--- AVAILABLE RECORDS ---
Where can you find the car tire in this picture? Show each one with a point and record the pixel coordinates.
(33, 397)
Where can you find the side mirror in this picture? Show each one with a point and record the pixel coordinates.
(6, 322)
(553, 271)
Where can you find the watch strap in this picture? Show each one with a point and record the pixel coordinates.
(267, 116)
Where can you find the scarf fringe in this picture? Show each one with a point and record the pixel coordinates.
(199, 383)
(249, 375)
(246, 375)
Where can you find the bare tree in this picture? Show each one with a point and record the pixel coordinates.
...
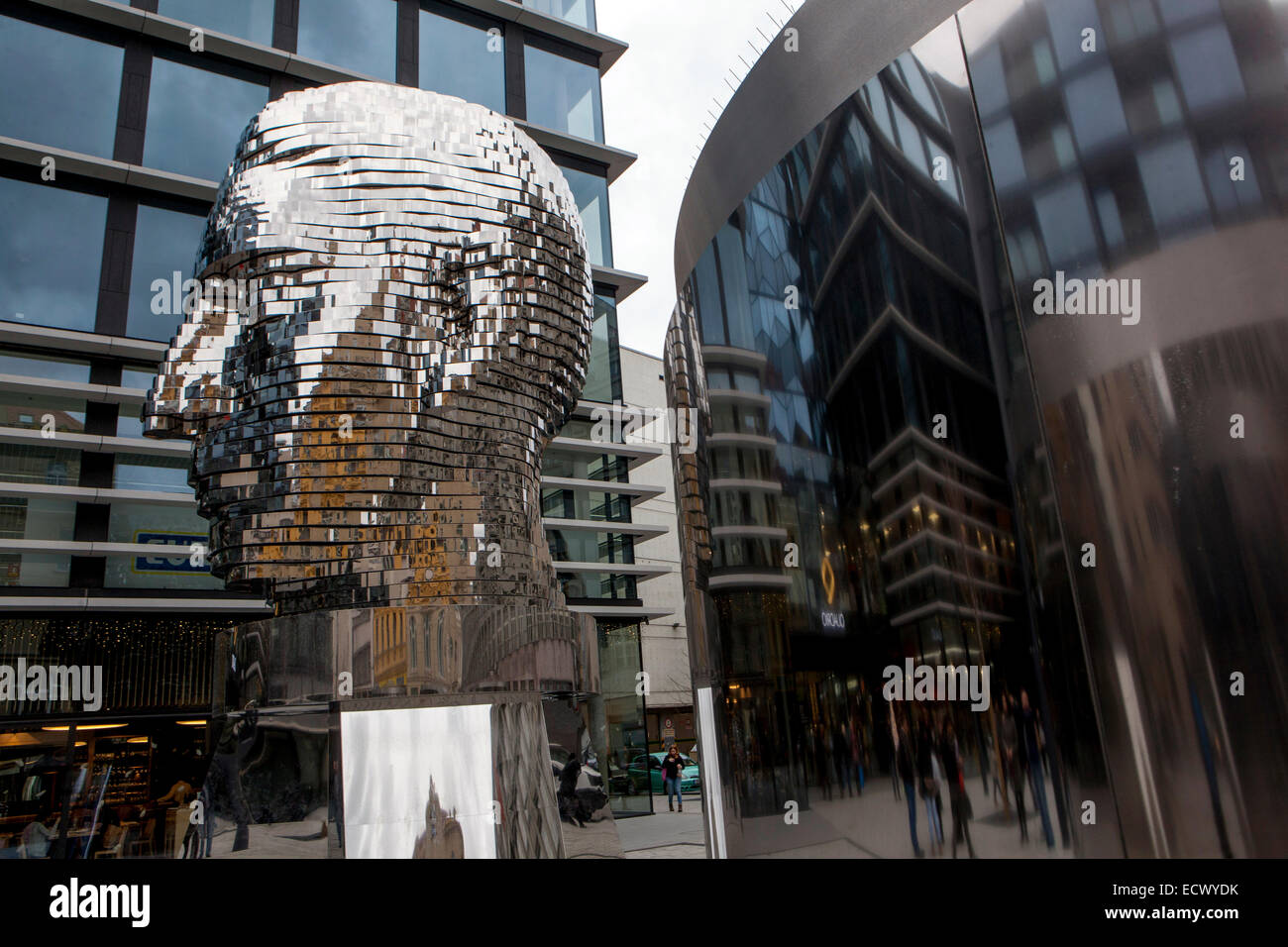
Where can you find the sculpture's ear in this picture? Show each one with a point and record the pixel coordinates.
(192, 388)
...
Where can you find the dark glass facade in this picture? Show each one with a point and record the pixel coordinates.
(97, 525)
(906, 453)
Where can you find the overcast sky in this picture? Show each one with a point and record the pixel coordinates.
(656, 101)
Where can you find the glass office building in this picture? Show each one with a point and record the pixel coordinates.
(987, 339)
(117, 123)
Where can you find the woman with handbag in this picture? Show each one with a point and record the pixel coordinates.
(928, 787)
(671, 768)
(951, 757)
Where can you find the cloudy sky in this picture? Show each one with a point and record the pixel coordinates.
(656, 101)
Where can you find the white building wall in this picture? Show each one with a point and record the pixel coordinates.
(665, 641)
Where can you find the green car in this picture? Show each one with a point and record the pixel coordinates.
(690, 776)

--- INSTRUCTIONS TO FOLLOW ---
Show every line of the material above that contains the string "glass", treating uppercase and lowercase letters as different.

--- RESPONSE FOR THIS EXERCISE ---
Where can you find the dark glass facade in this picture? Show each one with a point and record the pixel coordinates.
Where can you find the glass office building in this picture? Show each one with a point and record the pixel coordinates.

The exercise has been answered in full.